» 文書の抜粋:
------------------------------------

最新レポート

「介護の部」の発表後、座長の亀山 幸吉先生から、以下のような講評をいただきました。

亀山 幸吉 先生

大変貴重なご発表、フロアからの熱心なご発言、ありがとうございました。
主に4点ほど講評ということでご報告させていただきたいと思います。

1点目です。難病中の難病と言われるALS等、大変重い障害の方々への事例が多くありました。そのようなご利用者に対して、生活支援・自立支援などチームでの実践を試みられ、単なる集団的アプローチではなく、専門性を活かしたアプローチが行われているご発表がありました。また、事務職の方も含めたチームアプローチなど、施設総体でチーム実践が試みられており、施設の総合力を感じました。

------------------------------------

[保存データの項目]
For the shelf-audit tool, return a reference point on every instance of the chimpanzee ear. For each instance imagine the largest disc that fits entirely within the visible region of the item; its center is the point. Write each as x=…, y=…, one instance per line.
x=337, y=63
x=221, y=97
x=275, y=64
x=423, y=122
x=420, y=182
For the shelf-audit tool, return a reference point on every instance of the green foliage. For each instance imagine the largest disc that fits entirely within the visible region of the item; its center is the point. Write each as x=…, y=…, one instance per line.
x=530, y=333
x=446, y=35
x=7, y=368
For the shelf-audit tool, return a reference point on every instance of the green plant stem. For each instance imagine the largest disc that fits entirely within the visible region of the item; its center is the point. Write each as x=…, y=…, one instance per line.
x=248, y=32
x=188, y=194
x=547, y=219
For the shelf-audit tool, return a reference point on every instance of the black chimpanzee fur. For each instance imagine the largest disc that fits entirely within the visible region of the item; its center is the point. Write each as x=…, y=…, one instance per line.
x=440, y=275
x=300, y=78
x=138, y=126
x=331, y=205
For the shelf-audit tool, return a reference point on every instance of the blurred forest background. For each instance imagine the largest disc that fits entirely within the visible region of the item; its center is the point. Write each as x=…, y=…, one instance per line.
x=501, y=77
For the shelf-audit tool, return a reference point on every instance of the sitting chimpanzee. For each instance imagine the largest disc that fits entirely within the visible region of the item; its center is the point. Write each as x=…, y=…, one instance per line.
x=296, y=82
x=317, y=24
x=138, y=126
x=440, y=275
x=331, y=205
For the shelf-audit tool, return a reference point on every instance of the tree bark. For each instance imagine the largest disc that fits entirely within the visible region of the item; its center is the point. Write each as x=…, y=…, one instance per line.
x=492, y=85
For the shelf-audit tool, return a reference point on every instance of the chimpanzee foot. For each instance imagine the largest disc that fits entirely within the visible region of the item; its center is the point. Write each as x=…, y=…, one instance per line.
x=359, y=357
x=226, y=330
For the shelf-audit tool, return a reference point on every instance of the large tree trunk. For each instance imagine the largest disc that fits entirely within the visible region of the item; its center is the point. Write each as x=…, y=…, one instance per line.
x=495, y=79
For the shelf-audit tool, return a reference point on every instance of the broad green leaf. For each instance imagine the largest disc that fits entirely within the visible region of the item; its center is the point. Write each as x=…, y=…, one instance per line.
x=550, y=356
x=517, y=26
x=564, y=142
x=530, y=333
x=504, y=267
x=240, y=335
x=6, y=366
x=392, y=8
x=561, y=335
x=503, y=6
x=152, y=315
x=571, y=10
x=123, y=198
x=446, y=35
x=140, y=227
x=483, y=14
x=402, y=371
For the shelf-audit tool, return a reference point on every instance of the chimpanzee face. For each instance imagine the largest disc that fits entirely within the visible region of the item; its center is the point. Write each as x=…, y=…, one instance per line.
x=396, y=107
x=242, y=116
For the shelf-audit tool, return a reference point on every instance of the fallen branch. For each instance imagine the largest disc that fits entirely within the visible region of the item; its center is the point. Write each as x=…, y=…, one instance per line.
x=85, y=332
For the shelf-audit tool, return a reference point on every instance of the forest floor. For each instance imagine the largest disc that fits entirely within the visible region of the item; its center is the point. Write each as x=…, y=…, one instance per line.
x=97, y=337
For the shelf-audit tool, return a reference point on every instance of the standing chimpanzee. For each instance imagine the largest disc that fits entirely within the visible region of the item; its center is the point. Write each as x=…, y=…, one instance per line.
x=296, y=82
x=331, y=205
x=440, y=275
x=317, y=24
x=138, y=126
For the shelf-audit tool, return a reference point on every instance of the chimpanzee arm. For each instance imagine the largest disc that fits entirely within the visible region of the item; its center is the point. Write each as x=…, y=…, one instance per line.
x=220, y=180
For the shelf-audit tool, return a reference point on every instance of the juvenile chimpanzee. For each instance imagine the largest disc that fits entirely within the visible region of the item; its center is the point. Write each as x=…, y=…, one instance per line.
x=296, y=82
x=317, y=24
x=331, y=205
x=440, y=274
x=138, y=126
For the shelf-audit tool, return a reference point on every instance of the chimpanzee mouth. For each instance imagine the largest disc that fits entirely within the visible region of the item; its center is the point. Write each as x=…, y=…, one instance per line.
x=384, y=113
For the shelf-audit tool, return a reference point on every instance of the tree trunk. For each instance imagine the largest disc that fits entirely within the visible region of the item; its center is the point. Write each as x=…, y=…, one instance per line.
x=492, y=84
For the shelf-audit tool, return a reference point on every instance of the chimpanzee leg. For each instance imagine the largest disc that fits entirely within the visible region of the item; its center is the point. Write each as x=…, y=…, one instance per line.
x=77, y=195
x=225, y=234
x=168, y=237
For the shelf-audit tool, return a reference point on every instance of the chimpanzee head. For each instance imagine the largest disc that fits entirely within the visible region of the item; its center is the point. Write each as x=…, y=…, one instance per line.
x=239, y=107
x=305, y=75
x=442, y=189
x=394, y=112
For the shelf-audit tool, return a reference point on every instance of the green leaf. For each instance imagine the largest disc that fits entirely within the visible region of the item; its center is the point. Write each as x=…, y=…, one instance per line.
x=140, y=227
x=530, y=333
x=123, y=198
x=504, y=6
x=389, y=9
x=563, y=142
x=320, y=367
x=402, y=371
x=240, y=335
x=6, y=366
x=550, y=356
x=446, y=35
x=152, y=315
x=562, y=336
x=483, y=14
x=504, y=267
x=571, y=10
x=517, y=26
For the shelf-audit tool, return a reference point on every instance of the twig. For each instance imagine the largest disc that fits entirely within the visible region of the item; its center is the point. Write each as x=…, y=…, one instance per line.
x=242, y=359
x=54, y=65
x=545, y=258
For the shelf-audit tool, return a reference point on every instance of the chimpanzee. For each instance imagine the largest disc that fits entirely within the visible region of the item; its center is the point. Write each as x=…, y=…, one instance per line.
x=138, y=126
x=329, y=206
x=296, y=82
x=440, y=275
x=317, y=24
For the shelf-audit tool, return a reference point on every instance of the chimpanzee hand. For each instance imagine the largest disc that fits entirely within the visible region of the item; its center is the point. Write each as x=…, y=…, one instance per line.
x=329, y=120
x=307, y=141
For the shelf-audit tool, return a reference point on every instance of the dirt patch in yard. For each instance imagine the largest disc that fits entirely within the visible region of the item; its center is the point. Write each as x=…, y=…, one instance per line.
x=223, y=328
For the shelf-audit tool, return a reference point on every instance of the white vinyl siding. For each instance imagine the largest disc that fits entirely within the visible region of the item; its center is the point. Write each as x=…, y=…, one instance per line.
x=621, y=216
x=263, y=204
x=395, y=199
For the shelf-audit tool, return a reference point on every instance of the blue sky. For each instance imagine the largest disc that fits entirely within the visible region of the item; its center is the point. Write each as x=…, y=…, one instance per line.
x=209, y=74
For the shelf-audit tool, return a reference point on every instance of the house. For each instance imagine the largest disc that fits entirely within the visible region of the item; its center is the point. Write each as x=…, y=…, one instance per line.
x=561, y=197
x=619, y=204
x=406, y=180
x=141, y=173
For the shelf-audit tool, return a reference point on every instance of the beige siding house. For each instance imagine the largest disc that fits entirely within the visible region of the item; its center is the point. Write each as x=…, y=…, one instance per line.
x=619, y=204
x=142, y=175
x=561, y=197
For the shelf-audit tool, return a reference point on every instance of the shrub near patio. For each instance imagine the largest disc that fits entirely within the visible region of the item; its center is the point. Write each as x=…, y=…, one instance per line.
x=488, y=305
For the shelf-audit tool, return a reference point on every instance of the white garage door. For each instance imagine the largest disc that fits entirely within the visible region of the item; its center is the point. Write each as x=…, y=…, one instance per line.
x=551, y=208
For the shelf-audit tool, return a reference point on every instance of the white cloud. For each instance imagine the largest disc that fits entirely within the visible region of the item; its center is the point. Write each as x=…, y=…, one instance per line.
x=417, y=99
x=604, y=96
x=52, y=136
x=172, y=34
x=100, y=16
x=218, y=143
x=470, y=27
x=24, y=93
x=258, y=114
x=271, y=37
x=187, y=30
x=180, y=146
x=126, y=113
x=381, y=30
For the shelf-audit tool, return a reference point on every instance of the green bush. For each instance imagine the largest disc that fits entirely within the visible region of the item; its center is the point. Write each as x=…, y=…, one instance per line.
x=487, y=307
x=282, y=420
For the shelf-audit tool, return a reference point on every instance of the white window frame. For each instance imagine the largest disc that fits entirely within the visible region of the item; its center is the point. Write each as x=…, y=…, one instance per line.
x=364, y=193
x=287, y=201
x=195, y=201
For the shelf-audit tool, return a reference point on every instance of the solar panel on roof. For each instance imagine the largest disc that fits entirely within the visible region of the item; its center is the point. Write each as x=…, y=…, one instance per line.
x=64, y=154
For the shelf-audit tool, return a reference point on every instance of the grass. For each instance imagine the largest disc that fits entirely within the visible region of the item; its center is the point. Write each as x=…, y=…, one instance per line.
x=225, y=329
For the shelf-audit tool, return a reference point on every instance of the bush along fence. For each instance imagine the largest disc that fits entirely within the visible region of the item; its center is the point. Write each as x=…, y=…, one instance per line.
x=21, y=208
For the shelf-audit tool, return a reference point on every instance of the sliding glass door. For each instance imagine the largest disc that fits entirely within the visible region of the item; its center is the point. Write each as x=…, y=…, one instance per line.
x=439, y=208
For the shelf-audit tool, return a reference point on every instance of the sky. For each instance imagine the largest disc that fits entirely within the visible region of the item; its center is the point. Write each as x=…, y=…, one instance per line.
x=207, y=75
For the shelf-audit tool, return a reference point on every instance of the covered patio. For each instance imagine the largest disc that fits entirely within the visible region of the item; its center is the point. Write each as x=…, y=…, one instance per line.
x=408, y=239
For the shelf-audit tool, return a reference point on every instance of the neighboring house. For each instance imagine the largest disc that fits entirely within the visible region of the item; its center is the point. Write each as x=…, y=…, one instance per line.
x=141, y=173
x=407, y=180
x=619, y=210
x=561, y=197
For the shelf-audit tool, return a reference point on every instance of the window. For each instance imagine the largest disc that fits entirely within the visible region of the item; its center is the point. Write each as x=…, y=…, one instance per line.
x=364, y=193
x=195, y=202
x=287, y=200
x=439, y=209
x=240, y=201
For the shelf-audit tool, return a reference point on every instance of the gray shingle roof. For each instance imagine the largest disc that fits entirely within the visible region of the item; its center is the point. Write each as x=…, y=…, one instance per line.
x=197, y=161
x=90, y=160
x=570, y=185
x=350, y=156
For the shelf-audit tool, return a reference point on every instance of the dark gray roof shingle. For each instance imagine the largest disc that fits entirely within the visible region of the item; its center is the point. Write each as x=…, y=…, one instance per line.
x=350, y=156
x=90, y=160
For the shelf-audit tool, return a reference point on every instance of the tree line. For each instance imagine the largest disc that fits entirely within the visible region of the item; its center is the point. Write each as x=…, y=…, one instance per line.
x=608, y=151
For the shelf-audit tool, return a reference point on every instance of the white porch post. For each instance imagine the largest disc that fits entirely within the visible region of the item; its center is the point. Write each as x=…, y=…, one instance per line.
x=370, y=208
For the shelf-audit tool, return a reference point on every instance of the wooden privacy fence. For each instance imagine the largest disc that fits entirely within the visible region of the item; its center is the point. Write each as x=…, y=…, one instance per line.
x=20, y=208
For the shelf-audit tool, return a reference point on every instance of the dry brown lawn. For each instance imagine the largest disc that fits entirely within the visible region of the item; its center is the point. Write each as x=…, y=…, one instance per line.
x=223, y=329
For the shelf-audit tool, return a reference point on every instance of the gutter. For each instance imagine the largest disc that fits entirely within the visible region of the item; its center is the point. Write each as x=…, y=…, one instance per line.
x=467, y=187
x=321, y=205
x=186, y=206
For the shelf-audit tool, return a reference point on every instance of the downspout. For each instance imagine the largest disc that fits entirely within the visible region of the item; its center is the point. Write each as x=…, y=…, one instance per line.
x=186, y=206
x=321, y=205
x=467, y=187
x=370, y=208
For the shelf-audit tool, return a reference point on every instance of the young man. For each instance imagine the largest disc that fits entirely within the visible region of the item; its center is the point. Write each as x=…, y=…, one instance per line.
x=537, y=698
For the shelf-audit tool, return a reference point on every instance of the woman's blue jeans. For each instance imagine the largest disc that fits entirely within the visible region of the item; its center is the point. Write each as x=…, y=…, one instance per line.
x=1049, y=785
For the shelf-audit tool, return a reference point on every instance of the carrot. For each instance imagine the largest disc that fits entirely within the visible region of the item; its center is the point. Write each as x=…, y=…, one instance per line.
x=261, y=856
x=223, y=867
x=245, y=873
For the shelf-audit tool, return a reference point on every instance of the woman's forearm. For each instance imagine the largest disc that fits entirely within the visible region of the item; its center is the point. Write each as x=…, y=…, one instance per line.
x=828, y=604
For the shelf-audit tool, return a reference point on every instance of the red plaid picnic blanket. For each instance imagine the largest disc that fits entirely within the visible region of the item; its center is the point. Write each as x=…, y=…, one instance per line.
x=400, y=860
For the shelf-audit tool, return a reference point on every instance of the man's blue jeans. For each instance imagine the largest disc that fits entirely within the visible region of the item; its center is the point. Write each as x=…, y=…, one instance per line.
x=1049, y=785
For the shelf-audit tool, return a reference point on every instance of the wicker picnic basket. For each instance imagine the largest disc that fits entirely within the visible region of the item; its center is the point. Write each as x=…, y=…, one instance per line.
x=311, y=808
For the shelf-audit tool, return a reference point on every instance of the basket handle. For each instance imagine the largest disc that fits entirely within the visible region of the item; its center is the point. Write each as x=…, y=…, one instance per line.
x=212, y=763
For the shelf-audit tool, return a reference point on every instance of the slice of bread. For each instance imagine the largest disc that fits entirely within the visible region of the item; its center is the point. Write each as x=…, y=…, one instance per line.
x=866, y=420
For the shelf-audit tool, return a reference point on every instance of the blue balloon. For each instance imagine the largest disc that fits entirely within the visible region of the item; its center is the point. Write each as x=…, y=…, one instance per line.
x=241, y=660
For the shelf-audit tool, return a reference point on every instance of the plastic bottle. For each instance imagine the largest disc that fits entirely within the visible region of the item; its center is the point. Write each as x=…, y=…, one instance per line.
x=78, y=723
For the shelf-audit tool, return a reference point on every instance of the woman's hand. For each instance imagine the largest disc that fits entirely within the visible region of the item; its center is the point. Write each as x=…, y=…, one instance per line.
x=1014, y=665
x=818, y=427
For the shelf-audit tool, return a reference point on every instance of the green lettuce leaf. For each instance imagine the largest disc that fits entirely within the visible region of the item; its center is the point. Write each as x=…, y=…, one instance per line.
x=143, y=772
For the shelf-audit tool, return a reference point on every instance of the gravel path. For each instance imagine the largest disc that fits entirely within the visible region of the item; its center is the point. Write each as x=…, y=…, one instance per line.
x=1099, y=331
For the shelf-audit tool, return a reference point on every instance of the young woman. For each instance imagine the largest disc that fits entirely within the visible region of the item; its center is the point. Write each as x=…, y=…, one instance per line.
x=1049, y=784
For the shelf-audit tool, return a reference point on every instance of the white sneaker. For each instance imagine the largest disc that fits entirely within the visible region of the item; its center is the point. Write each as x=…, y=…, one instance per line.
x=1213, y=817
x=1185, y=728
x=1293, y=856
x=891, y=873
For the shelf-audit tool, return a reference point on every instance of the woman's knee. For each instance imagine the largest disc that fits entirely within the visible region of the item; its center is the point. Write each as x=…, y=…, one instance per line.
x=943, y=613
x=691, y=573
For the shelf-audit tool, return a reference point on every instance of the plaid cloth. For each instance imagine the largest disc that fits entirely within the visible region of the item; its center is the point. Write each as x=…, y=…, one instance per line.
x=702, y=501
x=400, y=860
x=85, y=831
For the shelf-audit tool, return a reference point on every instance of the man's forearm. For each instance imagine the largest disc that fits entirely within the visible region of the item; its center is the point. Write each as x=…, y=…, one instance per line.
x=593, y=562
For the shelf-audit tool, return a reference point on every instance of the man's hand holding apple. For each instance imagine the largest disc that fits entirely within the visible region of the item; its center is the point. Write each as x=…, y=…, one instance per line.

------------------------------------

» 課題の内容: 上の文書の抜粋を、一字一句たがえずに全文書き写してください。

» 出力内容:
最新レポート

「介護の部」の発表後、座長の亀山 幸吉先生から、以下のような講評をいただきました。

亀山 幸吉 先生

大変貴重なご発表、フロアからの熱心なご発言、ありがとうございました。
主に4点ほど講評ということでご報告させていただきたいと思います。

1点目です。難病中の難病と言われるALS等、大変重い障害の方々への事例が多くありました。そのようなご利用者に対して、生活支援・自立支援などチームでの実践を試みられ、単なる集団的アプローチではなく、専門性を活かしたアプローチが行われているご発表がありました。また、事務職の方も含めたチームアプローチなど、施設総体でチーム実践が試みられており、施設の総合力を感じました。